* What you have to do: In the listing below, repeat the lines exactly, from the line with "# point at: pink garment (one per instance)" up to and including the line with "(1530, 688)".

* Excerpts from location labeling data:
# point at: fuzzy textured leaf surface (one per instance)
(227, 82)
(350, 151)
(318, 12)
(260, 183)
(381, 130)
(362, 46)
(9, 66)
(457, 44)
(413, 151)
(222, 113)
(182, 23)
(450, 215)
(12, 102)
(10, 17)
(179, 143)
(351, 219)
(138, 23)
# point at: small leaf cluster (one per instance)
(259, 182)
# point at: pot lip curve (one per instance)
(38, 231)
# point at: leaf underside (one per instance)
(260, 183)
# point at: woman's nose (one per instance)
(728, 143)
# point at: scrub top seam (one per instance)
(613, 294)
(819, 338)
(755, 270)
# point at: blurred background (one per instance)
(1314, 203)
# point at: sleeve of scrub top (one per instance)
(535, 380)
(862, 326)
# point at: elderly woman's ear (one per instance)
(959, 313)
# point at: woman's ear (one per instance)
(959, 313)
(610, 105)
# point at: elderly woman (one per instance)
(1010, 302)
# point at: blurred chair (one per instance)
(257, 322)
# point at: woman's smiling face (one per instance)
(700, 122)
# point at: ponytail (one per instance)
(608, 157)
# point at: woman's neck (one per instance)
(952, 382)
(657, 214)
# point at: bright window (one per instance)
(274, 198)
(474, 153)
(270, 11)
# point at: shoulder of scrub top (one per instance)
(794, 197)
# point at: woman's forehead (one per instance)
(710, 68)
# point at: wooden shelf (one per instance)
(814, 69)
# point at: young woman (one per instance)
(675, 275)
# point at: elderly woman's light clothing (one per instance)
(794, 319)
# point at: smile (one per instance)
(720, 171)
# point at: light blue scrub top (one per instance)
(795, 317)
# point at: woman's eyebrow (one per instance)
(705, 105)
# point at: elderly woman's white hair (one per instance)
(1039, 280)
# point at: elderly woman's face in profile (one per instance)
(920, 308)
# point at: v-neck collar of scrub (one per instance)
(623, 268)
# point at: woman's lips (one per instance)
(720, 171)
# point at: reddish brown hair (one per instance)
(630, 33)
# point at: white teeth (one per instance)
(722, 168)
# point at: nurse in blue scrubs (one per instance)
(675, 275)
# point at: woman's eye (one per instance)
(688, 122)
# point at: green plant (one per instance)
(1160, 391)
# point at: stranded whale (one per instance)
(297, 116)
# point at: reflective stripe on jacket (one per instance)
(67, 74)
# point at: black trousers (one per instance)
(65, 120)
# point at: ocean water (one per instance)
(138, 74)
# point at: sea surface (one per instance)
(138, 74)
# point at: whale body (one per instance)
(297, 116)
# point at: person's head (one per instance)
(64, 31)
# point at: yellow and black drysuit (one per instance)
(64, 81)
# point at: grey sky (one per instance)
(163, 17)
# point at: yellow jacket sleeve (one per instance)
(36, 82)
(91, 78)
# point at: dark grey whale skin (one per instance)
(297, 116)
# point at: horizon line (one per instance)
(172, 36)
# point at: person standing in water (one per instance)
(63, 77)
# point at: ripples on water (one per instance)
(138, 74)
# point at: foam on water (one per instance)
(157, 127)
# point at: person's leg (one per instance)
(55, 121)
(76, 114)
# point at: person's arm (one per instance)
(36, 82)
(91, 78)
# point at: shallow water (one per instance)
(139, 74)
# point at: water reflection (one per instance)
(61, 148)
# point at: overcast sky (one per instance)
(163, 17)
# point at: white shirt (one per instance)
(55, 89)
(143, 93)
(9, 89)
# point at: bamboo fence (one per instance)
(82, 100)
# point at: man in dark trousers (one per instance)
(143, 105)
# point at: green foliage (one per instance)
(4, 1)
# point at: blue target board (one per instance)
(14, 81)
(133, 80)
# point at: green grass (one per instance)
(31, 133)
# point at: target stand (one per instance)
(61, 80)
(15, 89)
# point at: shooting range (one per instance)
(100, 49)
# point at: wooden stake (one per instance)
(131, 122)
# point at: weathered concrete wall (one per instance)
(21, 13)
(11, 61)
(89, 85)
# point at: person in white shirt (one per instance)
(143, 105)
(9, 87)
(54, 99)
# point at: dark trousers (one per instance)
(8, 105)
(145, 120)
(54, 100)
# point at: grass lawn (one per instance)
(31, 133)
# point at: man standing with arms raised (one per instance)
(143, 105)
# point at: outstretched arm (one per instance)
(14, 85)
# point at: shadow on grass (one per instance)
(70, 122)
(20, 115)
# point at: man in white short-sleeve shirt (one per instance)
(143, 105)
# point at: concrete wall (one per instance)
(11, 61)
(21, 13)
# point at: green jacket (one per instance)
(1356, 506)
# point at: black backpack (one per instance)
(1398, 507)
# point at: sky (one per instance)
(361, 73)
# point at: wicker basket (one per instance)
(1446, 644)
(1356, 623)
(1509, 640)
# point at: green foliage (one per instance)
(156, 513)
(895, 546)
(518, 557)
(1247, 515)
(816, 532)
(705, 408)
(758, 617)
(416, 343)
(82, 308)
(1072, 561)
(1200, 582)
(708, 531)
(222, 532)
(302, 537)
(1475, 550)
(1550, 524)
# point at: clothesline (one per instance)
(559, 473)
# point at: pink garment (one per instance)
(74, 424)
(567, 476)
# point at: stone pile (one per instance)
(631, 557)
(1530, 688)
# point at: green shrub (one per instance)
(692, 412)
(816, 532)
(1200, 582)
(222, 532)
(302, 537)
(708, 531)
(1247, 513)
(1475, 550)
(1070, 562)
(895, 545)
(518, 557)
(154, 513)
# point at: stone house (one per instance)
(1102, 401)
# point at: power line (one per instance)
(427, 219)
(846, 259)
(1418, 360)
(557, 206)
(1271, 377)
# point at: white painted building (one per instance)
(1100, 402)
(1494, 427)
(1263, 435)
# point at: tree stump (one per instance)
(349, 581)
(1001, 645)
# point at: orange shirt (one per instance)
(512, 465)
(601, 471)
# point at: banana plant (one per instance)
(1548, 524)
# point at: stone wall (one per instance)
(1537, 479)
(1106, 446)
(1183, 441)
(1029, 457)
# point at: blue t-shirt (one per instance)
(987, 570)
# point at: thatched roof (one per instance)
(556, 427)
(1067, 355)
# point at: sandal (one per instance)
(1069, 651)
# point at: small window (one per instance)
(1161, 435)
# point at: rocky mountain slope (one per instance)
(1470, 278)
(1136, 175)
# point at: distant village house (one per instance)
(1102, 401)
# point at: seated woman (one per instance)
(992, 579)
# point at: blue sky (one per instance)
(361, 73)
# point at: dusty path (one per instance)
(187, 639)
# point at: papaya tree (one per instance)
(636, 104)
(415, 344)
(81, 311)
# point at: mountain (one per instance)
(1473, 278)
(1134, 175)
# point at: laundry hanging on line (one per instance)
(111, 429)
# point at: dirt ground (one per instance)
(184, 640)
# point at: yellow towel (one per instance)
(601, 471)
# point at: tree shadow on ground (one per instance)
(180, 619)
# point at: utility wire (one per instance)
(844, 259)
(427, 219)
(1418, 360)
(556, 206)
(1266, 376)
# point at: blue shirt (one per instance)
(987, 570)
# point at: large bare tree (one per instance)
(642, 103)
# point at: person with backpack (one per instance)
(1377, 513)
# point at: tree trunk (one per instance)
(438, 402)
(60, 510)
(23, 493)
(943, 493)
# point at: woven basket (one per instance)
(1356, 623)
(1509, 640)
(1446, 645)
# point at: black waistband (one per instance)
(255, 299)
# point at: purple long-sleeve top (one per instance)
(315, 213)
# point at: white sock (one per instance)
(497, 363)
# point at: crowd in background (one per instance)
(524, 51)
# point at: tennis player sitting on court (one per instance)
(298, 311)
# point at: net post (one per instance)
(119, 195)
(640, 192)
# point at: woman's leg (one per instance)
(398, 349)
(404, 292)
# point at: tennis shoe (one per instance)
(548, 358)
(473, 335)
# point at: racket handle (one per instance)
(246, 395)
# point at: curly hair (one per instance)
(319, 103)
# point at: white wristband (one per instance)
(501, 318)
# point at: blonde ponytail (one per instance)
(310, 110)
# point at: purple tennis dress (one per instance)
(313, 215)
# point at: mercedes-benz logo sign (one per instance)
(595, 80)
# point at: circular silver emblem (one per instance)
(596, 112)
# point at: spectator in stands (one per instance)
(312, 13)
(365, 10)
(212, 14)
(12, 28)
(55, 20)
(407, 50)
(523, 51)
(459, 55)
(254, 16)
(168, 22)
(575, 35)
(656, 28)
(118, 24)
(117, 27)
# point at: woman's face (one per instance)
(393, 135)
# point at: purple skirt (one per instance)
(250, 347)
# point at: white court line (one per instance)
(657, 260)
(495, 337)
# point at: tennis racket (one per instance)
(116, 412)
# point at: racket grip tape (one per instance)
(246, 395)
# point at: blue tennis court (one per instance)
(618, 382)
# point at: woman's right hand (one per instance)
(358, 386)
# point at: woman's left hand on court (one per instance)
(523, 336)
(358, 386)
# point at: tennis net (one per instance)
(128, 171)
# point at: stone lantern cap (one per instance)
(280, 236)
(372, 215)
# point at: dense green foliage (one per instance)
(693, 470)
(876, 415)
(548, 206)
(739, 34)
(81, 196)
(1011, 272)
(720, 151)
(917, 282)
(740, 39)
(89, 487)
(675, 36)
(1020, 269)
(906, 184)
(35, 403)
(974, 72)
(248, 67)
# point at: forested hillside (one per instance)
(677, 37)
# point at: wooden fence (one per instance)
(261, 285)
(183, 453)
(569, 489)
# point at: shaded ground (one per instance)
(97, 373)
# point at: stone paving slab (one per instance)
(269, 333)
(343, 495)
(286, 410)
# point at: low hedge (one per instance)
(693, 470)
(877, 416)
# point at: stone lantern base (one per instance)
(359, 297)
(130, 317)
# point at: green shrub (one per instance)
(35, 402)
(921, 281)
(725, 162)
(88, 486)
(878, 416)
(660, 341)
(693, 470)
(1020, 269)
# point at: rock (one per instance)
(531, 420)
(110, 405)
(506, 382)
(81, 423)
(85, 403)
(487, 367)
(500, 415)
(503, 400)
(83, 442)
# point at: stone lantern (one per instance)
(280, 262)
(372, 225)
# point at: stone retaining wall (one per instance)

* Solution to this task:
# point at: pink garment (one per instance)
(74, 424)
(567, 476)
# point at: stone pile (one per instance)
(631, 557)
(1530, 688)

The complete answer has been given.